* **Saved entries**
■ ■ ■ ■ ■ ■ ■

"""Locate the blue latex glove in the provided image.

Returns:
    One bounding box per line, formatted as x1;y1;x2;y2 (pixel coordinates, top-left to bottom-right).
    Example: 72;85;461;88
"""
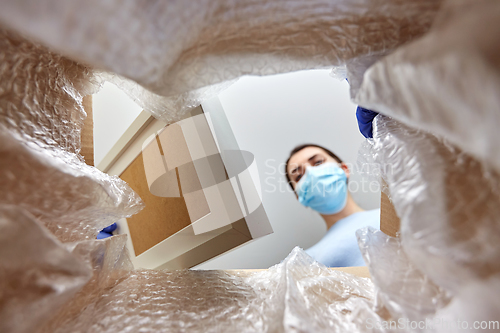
96;223;117;239
356;106;379;138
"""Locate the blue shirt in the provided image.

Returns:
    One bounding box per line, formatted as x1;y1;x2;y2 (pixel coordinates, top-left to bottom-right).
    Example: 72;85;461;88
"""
305;209;380;267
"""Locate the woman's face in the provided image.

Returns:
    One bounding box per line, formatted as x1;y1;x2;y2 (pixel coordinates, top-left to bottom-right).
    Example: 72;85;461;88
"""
287;146;341;190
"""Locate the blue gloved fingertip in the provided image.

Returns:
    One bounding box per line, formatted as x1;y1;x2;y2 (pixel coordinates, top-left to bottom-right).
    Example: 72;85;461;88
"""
356;106;378;138
97;231;113;240
101;223;117;233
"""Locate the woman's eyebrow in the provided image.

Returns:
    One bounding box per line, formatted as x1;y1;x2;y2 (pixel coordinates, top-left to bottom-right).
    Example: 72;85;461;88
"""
290;154;320;176
290;165;302;175
308;154;319;162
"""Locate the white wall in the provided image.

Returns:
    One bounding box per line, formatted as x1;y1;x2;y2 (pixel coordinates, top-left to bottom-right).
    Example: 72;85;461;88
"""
93;82;142;166
195;69;380;269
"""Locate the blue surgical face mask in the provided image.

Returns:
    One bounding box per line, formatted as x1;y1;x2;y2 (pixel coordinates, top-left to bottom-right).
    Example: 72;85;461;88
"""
295;162;348;215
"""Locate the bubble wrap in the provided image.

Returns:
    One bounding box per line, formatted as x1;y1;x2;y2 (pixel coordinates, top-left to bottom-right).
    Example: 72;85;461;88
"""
35;246;377;333
0;205;92;333
0;28;144;242
353;1;500;321
357;115;500;331
0;0;441;122
0;206;381;333
2;0;500;332
351;3;500;326
0;29;97;154
354;0;500;171
357;227;451;324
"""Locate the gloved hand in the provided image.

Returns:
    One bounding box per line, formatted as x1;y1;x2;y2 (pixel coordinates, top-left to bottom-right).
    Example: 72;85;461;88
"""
356;106;379;138
97;223;117;239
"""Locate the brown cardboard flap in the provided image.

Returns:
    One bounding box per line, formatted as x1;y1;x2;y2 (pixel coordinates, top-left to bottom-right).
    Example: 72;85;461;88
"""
81;95;94;166
114;106;272;268
157;219;252;270
380;189;400;237
330;266;370;278
227;266;371;279
120;152;192;256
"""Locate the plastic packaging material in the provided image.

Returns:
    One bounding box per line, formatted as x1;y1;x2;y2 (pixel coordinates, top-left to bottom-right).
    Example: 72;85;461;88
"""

■ ■ ■ ■ ■ ■ ■

* **Problem**
In the records above, find each line holding "blue" and copy it.

* **Exercise result**
"""Locate the blue latex glove in the provided image.
"""Locate the blue shirt in the provided image.
"""Locate the blue gloved fingertip in the provided image.
"""Locate the blue surgical face mask in the provided image.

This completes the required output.